TAREFA SOLICITADA 1 — Reproduza, do texto sobre discurso de ódio contra migrantes, a parte que abre com as palavras "Os resultados indicam" e fecha com "positivas dos imigrantes.".
TAREFA SOLICITADA 2 — Condense em uma única frase o parágrafo do texto sobre discurso de ódio contra migrantes que começa com "Além disso, a pesquisa revelou", mantendo seus fatos principais.
TAREFA SOLICITADA 3 —
Responda, com base no texto sobre discurso de ódio contra migrantes:
(a) Entre quais meses de 2024 o formulário online foi distribuído?
(b) Quantas pessoas responderam às perguntas?
(c) Qual serviço privado aparece como o principal lugar onde as pessoas migrantes sofreram discurso de ódio?

TRECHO EXIBIDO —
━━━━━━━━━━━━━━━━━━━━

No que diz respeito aos serviços privados, a restauração [serviço de restaurantes] (22,8%) é o principal lugar onde as pessoas migrantes sofreram discurso de ódio.
Aparecem, ainda, o comércio (16%), supermercados (15,6%), imobiliárias (10,3%) e bancos (9,1%) nas cinco primeiras posições.
Ao todo, 32,4% dos estrangeiros notam esse tipo de discurso nas redes, especialmente no Facebook, Instagram e X/Twitter.
Como foi feita a pesquisa
A pesquisa foi realizada por meio de formulário online, distribuído entre maio e agosto de 2024, contando com participantes de diversas regiões do país.
A maioria dos que responderam às perguntas é brasileira (83,6%) e vive em Lisboa (55,3%).
Mas também houve respostas de Setúbal (12,6%) e Porto (10,7%). O perfil predominante é mulher (74,4%), branca (63,7%), com idade entre 35 e 39 anos (19,1%) e ensino superior completo (88,6%).
Ao todo, 262 pessoas responderam às perguntas, um número duas vezes maior dos que responderam à pesquisa anterior, realizada em 2021.
Os resultados indicam que 75,4% dos participantes relataram já ter sido alvo de algum tipo de discurso de ódio, a maioria (66%) brasileiros.
O projeto tem como objetivo combater a desinformação sobre migração e as comunidades migrantes em Portugal, enfrentar o discurso de ódio e sensibilizar a sociedade sobre as contribuições positivas dos imigrantes.
Também quer desconstruir mitos e valorizar as trajetórias migrantes por meio de materiais informativos, campanhas de rua e debates.
Outras conclusões
Os dados do relatório também apontam para uma percepção crescente de agravamento do discurso de ódio em Portugal. A maioria dos inquiridos concorda que o discurso de ódio contra migrantes tem aumentado, tanto online quanto offline, e que se tornou mais violento.
Além disso, a pesquisa revelou que discursos políticos anti-imigração são vistos como catalisadores de violência e crimes de ódio contra migrantes. Há também uma percepção predominante de crescimento dos movimentos de extrema direita no país.
Um dos relatos dentre os vários coletados no estudo ilustra as experiências vividas pelos imigrantes.
Na universidade, ouvi que os brasileiros eram ‘burros’ e que não tínhamos base para estar aqui a estudar e falamos o português errado. No hospital e centro de saúde, ouvi que as brasileiras, angolanas e moçambicanas roubam maridos e trazem doenças para Portugal, incluindo a Aids.

━━━━━━━━━━━━━━━━━━━━

[Registros de um conjunto de dados]
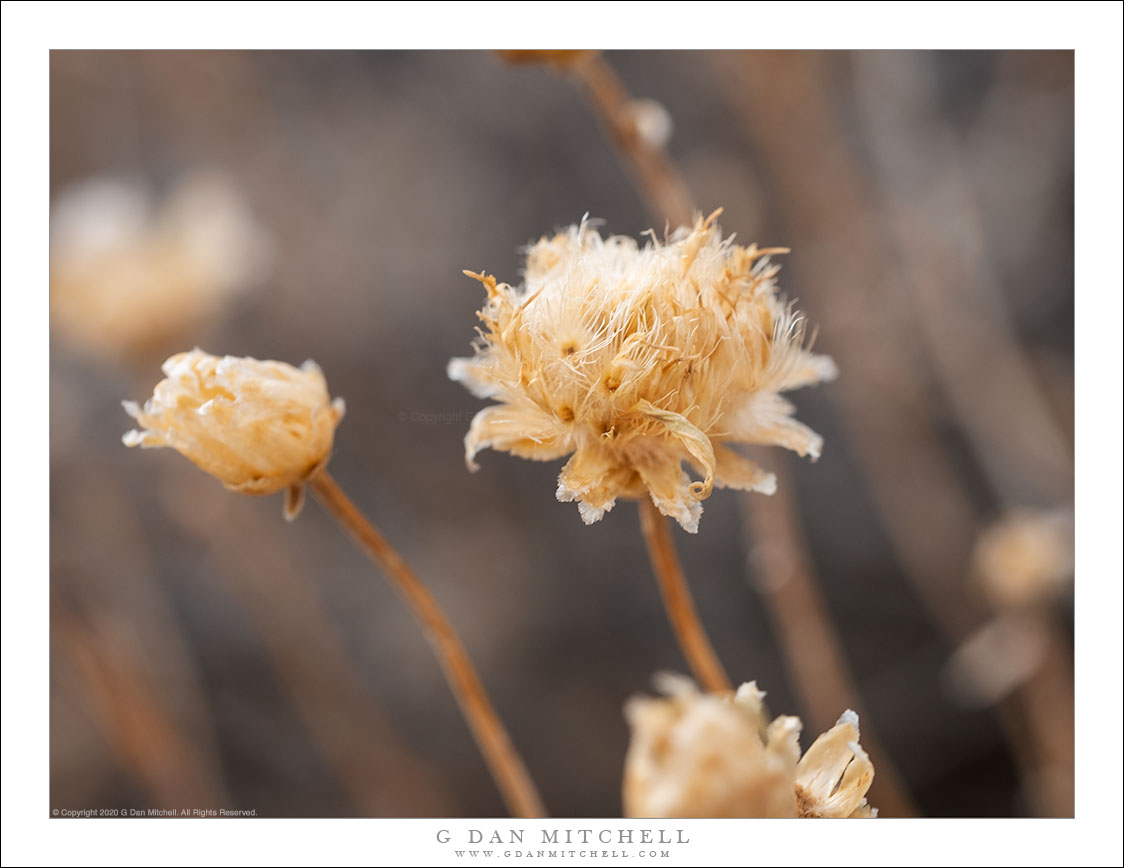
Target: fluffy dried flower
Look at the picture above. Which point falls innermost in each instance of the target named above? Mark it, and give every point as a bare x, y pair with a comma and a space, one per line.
260, 427
128, 274
717, 756
638, 359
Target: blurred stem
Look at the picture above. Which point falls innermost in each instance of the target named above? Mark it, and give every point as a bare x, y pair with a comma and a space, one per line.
813, 647
505, 763
652, 169
677, 599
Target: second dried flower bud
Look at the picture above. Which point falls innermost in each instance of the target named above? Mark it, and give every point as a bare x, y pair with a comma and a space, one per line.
257, 426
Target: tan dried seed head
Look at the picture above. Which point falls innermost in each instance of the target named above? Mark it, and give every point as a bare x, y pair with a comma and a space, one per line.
260, 427
633, 360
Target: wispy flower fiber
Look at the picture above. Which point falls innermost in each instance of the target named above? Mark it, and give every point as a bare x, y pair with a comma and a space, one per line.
634, 360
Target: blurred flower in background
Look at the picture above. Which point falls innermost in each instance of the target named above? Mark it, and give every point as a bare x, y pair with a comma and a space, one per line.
130, 273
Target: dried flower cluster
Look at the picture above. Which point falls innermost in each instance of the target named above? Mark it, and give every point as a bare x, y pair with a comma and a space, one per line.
718, 756
127, 277
638, 359
260, 427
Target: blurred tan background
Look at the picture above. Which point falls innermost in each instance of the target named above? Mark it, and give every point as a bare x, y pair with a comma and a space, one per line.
323, 205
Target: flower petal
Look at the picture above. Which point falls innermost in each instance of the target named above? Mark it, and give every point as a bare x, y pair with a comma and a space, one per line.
767, 418
739, 472
595, 478
670, 487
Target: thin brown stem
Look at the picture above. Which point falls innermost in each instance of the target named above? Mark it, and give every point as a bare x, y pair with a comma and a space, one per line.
506, 765
677, 599
659, 180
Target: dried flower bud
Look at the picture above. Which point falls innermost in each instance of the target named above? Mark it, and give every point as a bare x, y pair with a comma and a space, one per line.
260, 427
698, 755
716, 756
835, 772
636, 360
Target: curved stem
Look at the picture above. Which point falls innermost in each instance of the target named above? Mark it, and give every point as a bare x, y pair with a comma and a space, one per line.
677, 600
504, 762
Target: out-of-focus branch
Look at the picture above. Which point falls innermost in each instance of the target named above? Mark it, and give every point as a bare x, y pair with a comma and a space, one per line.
647, 161
345, 724
147, 742
813, 649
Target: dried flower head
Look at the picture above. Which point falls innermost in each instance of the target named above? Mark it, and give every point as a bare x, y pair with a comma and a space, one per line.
129, 274
260, 427
636, 360
834, 774
698, 755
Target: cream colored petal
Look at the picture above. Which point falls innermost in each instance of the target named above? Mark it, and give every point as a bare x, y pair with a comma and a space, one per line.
526, 432
835, 772
804, 369
595, 478
670, 488
473, 376
767, 419
736, 471
697, 443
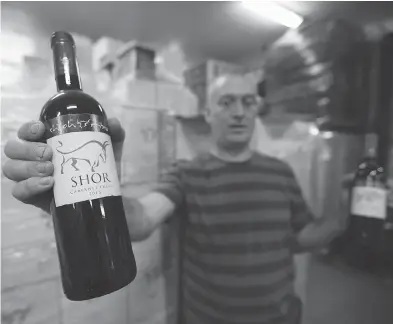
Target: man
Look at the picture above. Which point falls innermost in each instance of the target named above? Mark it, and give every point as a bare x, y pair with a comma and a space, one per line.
244, 213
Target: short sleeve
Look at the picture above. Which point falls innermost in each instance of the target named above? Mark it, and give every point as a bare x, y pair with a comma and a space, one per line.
301, 214
171, 183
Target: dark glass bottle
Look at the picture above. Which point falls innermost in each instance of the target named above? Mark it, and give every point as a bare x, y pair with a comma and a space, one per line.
368, 209
93, 242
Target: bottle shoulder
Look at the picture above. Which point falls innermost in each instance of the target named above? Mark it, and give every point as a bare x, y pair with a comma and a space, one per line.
71, 102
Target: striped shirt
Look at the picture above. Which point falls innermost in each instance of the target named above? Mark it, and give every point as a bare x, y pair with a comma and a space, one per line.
240, 220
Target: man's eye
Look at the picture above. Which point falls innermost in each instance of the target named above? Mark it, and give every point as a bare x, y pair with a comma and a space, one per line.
249, 101
226, 102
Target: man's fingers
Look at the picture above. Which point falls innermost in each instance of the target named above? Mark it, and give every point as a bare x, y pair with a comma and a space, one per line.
18, 170
32, 187
117, 132
27, 151
32, 131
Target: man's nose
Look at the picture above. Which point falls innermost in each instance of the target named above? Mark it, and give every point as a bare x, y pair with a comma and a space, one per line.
238, 110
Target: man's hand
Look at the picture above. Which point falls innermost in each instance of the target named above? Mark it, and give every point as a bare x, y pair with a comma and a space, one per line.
30, 163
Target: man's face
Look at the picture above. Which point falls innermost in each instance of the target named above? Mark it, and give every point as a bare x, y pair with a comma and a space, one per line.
233, 108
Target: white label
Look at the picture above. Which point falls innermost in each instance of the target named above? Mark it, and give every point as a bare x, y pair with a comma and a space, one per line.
369, 202
84, 167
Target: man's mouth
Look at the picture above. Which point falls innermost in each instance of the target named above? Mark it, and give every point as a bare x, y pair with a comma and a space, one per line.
237, 126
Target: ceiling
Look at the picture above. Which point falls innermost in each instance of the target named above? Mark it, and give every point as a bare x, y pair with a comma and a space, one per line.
223, 30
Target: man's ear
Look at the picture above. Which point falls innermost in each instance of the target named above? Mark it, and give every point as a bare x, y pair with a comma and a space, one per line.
207, 115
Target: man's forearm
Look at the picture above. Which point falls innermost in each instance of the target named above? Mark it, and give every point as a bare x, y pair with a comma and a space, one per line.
317, 234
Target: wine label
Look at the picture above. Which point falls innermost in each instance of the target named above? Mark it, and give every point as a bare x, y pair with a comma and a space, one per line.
83, 158
369, 202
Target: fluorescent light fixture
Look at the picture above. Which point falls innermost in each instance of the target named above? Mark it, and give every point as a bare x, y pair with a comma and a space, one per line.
274, 12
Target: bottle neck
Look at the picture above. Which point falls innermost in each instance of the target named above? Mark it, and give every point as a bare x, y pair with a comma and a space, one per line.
66, 67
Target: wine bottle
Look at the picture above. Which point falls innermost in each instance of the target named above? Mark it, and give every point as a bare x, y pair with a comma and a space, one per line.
368, 208
92, 238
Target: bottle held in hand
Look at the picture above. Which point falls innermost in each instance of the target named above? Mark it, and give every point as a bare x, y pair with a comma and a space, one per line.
368, 211
93, 242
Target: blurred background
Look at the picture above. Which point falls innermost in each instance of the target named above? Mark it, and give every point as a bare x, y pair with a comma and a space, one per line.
326, 82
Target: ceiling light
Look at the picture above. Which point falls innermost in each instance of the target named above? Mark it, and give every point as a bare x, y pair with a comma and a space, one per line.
274, 12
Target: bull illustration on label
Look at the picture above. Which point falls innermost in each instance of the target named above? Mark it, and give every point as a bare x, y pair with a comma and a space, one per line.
91, 152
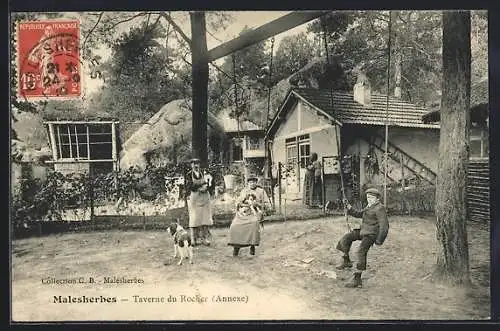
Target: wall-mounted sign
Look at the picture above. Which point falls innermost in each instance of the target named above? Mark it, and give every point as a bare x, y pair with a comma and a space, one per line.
331, 165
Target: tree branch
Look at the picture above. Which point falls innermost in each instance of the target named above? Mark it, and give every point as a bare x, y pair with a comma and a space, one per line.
176, 27
101, 14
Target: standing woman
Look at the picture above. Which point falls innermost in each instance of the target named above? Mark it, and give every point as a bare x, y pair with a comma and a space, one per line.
198, 186
313, 186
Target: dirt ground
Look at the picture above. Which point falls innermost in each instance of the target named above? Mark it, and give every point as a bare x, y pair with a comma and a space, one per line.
289, 278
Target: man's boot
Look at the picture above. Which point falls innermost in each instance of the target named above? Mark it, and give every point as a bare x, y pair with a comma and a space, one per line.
346, 263
356, 281
205, 235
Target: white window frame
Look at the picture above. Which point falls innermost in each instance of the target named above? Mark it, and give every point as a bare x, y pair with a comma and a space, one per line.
70, 132
483, 137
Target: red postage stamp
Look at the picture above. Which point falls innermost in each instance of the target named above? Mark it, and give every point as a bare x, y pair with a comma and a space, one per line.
48, 58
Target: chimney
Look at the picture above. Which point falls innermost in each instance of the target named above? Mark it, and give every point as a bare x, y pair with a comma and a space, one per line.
362, 90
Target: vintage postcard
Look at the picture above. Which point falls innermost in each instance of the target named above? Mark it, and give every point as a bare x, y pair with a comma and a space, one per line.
249, 166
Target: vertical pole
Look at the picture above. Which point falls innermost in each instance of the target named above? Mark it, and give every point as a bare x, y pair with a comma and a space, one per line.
70, 147
199, 86
386, 162
402, 182
88, 143
113, 145
279, 186
323, 190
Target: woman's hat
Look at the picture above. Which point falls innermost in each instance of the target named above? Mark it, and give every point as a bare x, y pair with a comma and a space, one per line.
373, 191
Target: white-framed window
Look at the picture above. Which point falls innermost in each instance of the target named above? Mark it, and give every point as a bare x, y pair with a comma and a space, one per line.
479, 143
236, 150
298, 149
83, 141
255, 143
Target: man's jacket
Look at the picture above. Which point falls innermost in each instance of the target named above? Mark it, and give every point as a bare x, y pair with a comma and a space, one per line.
374, 222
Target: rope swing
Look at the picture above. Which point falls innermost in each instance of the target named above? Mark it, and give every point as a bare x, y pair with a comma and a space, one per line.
266, 119
337, 136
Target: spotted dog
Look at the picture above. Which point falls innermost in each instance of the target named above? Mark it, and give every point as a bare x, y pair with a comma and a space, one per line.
182, 242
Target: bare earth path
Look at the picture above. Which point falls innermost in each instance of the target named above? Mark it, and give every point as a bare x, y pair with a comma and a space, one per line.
275, 284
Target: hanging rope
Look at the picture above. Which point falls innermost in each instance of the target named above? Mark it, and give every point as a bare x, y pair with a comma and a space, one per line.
386, 165
337, 137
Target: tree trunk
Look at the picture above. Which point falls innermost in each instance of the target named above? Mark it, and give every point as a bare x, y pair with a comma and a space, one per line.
451, 205
199, 53
397, 74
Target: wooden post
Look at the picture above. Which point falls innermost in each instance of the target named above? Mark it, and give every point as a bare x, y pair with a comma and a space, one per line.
323, 190
199, 86
113, 143
88, 143
402, 183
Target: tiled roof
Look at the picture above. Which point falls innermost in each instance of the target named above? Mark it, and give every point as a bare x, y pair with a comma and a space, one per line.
231, 124
479, 94
346, 110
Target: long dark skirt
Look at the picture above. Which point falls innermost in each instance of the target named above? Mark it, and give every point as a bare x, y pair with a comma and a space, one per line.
244, 231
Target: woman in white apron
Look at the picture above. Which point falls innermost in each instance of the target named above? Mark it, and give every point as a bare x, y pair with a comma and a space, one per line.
246, 228
199, 185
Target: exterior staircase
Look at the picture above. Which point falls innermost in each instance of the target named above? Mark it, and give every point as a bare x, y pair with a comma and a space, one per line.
409, 162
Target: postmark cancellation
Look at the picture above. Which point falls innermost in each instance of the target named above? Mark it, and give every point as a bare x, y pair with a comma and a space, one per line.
48, 59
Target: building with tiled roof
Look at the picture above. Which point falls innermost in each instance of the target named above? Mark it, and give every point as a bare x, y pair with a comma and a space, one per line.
350, 126
478, 181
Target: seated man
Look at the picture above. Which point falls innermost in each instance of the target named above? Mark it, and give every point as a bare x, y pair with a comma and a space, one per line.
374, 230
245, 227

━━━━━━━━━━━━━━━━━━━━

RESPOSTA DA TAREFA 1 —
Os resultados indicam que 75,4% dos participantes relataram já ter sido alvo de algum tipo de discurso de ódio, a maioria (66%) brasileiros.
O projeto tem como objetivo combater a desinformação sobre migração e as comunidades migrantes em Portugal, enfrentar o discurso de ódio e sensibilizar a sociedade sobre as contribuições positivas dos imigrantes.

RESPOSTA DA TAREFA 2 — A pesquisa revelou que discursos políticos anti-imigração são vistos como catalisadores de violência e crimes de ódio contra migrantes e que predomina a percepção de crescimento da extrema direita no país.

RESPOSTA DA TAREFA 3 —
(a) Entre maio e agosto de 2024.
(b) 262 pessoas.
(c) A restauração (serviço de restaurantes), com 22,8%.